*Records to process*.
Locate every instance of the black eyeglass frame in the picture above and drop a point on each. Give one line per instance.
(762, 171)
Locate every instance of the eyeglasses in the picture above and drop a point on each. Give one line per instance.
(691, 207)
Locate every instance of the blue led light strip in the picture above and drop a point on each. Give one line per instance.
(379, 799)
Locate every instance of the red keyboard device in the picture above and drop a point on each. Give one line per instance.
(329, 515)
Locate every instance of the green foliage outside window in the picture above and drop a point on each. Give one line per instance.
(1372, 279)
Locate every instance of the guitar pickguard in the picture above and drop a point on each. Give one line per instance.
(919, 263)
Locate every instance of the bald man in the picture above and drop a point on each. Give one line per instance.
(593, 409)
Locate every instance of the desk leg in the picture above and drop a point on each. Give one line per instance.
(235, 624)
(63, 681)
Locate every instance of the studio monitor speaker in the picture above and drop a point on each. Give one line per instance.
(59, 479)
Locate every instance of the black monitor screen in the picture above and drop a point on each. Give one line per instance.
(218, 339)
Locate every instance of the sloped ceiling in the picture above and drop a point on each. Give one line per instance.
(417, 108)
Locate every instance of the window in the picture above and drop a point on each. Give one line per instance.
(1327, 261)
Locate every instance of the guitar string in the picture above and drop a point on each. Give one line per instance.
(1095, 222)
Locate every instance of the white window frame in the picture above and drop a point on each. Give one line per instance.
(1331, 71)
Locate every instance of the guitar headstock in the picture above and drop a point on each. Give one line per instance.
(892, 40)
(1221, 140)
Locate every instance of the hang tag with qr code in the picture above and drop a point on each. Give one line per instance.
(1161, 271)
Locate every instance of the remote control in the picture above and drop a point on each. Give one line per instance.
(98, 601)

*Assignment*. Repeat the records verbatim, every one of them.

*Result for this task*.
Locate every instance of the black eyeglass frame in the picture above and drop a point on each. Give one line per instance.
(762, 171)
Locate every instance of the eyeglasses in the picture above and drop a point on each. Give one line per instance.
(691, 207)
Locate every instance of the blue led light strip in the picture above and drop a point on each. Give one line per instance.
(379, 799)
Locate every instance of the red keyboard device in the picture above and drop a point on each. Give one line per instance.
(329, 515)
Locate every instance of the green foliage outside window in the picture above and drop a point on each. Give one line per instance.
(1372, 279)
Locate every instance of the guitar pickguard in the picture above and drop a point on each. Give one line per instance.
(919, 263)
Locate every instance of the bald man in the picture above and drop a point on each. Give one line per instance.
(593, 409)
Locate every instance of the desk leg in the picture above and drop a point on each. Give one line per instance.
(235, 624)
(63, 681)
Locate every instance of the studio monitor speaker in the picture above and drop a point on each. Give one line per instance.
(59, 479)
Locate every instance of the black monitor screen in the picture above and drop a point on each. Give one line per instance.
(218, 339)
Locate every instance of the sloped ceiling in the picture above and drop a point on each. Give one line per instance.
(417, 108)
Locate every instance of the window in the picture above and drop a point on each. Give one line per instance.
(1327, 261)
Locate every instance of the guitar string in the picture above and drop a point on each. Give one line per instance.
(1095, 222)
Locate every instance of the white window frame in the picture above and drop a point on each. Give one line per instance.
(1331, 71)
Locate every instance of the guitar headstock in the picture above and drop a point on each. Give one line per instance.
(892, 40)
(1221, 140)
Locate every instance of the hang tag with qr code in the picture above and drop a point on each. Give one line per instance.
(1161, 271)
Locate every instance of the remote control in the picture above and drop a point on each. Give one line per instance.
(98, 601)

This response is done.